* **PROBLEM SET**:
1. Answer these questions from the text on homeless camping in Capitol Hill:
(a) Which city department ordered the site around Morey Middle School cleared, and in what month?
(b) To whom was the memo from the neighborhood and business groups addressed?
(c) What role does the text give Leiker?
2. Can you rewrite the text on homeless camping in Capitol Hill between "Officials in the" and "elsewhere in Denver.", inclusive, with "pandemic" replaced by "health crisis"?

Neighbors have pressed for solutions to Capitol Hill's unsanctioned camping, including a large site around Morey Middle School that the city's public health department ordered cleared in August. When such camps are cleared, their inhabitants often move just a few blocks. In a memo last month to Mayor Michael Hancock, Capitol Hill United Neighborhoods, the Colfax Avenue Business Improvement District, Uptown on the Hill and the Golden Triangle Creative District expressed concern about a "seeming surge of homeless encampments in central Denver" and called for people in unsanctioned encampments to be moved to "sanctioned, accessible sites."
Officials in the city's housing department and nonprofit service providers have said housing insecurity is increasing because of the economic slowdown created by the pandemic, even as shelters have had to reduce their capacity to create the social distancing needed to slow the spread of the disease. Leiker, the Capitol Hill neighborhood group president, acknowledged the sanctioned camps proposed at First Baptist and Community Church won't be able to accommodate the hundreds of people on the streets in Capitol Hill and elsewhere in Denver.

* **SUPPLIED RECORDS**:
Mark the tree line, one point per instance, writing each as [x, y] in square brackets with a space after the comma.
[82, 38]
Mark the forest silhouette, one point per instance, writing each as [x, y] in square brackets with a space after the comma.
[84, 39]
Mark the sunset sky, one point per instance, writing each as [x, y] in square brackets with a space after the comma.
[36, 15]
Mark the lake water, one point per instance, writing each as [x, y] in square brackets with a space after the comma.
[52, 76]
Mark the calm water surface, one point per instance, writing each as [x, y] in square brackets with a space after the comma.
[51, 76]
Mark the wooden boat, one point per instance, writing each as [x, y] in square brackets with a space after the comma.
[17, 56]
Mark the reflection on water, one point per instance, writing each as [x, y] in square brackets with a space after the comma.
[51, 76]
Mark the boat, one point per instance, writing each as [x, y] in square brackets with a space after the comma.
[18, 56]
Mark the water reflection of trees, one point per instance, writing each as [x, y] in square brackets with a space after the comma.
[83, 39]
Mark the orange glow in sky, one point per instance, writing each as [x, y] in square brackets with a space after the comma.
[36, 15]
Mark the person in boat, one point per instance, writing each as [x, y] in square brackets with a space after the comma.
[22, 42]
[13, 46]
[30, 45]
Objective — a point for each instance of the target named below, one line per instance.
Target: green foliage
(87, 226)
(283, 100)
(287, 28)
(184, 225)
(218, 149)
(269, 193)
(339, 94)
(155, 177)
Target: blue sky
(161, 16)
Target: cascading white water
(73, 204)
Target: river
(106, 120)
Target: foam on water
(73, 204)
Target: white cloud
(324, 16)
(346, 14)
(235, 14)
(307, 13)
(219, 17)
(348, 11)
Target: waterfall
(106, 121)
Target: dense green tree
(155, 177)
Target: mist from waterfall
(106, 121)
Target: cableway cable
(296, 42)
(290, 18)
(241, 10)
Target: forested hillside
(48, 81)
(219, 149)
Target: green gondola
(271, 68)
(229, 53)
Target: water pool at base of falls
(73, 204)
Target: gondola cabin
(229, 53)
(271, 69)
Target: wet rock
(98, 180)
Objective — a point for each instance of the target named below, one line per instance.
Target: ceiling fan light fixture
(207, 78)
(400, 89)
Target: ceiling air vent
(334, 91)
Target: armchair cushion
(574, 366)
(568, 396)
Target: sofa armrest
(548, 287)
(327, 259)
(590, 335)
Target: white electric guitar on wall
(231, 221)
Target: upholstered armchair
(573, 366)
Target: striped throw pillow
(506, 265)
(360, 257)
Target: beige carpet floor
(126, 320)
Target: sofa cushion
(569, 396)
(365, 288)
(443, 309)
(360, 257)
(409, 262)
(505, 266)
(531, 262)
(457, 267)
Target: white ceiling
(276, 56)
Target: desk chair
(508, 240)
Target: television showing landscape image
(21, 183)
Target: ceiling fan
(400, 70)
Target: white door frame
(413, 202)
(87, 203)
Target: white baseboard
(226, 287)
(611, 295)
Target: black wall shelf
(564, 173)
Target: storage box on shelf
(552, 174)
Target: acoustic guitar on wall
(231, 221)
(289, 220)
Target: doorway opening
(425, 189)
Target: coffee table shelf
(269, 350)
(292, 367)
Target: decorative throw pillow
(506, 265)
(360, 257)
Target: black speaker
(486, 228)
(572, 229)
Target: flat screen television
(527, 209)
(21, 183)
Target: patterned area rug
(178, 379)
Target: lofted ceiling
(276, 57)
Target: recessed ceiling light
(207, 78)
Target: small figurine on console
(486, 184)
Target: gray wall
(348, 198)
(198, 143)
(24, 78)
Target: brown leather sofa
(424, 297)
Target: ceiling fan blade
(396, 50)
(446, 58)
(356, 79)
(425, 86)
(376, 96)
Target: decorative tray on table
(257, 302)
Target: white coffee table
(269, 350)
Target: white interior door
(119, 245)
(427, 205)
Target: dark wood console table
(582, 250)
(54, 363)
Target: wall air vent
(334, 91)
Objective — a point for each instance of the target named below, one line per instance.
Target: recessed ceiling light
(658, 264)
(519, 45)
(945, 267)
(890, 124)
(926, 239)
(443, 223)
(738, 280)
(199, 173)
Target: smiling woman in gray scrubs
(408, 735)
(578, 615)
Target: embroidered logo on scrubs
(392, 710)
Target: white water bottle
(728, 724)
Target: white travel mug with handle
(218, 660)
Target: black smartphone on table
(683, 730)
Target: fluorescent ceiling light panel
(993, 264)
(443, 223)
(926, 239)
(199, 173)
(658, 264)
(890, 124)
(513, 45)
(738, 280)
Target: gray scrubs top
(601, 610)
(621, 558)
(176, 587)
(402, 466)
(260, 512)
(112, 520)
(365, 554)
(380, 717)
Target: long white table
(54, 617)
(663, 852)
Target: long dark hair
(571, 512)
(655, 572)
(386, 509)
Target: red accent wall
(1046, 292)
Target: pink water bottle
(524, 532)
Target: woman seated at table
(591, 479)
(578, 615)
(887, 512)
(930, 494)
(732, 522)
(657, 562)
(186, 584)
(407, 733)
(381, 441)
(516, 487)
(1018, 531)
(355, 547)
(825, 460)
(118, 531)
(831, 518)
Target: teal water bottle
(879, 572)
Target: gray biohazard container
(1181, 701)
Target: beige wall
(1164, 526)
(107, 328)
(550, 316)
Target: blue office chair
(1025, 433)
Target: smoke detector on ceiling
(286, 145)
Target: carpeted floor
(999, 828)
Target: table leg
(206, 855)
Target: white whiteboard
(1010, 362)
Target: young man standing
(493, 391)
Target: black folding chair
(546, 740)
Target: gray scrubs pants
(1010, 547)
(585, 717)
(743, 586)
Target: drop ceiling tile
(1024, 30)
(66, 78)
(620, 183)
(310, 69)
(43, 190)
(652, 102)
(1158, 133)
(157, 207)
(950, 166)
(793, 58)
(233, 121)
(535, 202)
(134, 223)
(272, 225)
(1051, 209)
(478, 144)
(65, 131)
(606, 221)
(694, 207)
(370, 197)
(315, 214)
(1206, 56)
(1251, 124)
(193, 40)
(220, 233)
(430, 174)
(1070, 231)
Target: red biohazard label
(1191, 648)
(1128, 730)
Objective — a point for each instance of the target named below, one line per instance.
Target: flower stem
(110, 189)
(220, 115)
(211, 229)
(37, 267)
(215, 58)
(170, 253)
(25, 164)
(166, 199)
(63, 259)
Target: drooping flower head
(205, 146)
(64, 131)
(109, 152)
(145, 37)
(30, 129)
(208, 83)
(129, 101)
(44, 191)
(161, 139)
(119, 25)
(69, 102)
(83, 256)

* **TASK RESPONSES**:
1.
(a) The city's public health department, in August.
(b) Mayor Michael Hancock.
(c) Leiker is the Capitol Hill neighborhood group president.

2.
Officials in the city's housing department and nonprofit service providers have said housing insecurity is increasing because of the economic slowdown created by the health crisis, even as shelters have had to reduce their capacity to create the social distancing needed to slow the spread of the disease. Leiker, the Capitol Hill neighborhood group president, acknowledged the sanctioned camps proposed at First Baptist and Community Church won't be able to accommodate the hundreds of people on the streets in Capitol Hill and elsewhere in Denver.